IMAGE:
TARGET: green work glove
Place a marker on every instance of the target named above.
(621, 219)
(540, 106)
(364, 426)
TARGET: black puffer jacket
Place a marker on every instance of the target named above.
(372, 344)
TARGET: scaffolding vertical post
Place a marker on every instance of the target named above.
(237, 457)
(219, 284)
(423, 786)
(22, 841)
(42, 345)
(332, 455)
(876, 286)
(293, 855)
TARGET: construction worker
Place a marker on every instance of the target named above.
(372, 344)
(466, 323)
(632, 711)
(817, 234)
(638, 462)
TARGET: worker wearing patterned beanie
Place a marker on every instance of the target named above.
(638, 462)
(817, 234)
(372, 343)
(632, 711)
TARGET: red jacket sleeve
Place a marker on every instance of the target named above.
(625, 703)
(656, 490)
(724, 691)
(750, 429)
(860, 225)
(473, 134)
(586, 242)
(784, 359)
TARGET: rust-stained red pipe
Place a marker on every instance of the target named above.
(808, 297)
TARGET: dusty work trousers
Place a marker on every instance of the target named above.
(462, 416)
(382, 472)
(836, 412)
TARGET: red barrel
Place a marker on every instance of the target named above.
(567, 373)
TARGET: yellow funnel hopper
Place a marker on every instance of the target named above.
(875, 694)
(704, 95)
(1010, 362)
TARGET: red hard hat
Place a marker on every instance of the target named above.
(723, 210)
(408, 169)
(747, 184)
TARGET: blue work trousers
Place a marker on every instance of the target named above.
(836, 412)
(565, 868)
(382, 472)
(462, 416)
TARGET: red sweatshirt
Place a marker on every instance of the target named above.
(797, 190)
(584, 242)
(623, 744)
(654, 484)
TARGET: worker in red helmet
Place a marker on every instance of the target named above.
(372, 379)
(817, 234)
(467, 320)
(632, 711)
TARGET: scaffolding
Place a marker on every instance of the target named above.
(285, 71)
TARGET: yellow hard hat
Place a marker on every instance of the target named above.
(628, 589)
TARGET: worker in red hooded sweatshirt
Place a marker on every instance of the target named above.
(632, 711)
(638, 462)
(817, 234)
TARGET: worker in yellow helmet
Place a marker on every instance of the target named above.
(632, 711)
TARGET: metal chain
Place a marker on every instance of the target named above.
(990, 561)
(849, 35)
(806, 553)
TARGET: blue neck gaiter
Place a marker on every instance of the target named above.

-*-

Action item | Set out the complete listing exactly as shown.

Answer to this exercise |
IMAGE:
TARGET: green work glove
Place a marker on every instance of the target named above.
(621, 219)
(540, 106)
(364, 426)
TARGET: black puffer jacket
Place a marker on every instance of the target named above.
(372, 344)
TARGET: scaffolding vertical post
Place a marker on every instance of the target named above.
(237, 457)
(219, 284)
(423, 786)
(22, 841)
(42, 345)
(332, 455)
(876, 286)
(293, 855)
TARGET: construction worker
Place a marker on every instance of the target named above.
(372, 344)
(466, 323)
(632, 711)
(817, 234)
(638, 462)
TARGET: worker wearing patterned beanie
Place a marker on every instance of the target named above.
(638, 462)
(817, 234)
(372, 343)
(632, 711)
TARGET: red jacket sleeve
Place a marker on every instance of the target named above.
(625, 703)
(656, 490)
(724, 691)
(750, 429)
(860, 225)
(473, 134)
(586, 242)
(784, 359)
TARGET: rust-stained red pipe
Place a marker on every instance of the target named above.
(808, 297)
TARGET: dusty work trousers
Place a marker on every instance of the target named above.
(462, 416)
(382, 472)
(836, 412)
TARGET: red barrel
Place a marker on every instance of the target named above.
(567, 373)
TARGET: yellow funnel hopper
Place a marker on every instance of the target named above.
(875, 694)
(704, 95)
(1010, 362)
TARGET: red hard hat
Place a marker on every instance of the target named above.
(723, 210)
(408, 169)
(747, 184)
TARGET: blue work trousers
Place a marker on every instance of the target named above.
(836, 412)
(565, 868)
(382, 472)
(462, 416)
TARGET: red sweatshirt
Place a marker on every instance of the target named above.
(797, 190)
(584, 242)
(623, 744)
(654, 484)
TARGET: worker in red helmet
Place a marker on every instance of the target named above.
(372, 379)
(817, 234)
(467, 320)
(632, 711)
TARGET: scaffolding
Place a marker on every instance of the target named above.
(285, 71)
TARGET: yellow hard hat
Place a marker on every instance of the target named above.
(628, 589)
TARGET: worker in red hooded sweatshirt
Place a marker on every instance of the target named above.
(632, 711)
(638, 462)
(817, 234)
TARGET: worker in yellow helmet
Place a marker on every instance of the target named above.
(632, 711)
TARGET: metal chain
Place a marker on every instance of the target named above.
(990, 561)
(849, 35)
(806, 553)
TARGET: blue neck gaiter
Place a marker on every instance of the target named above.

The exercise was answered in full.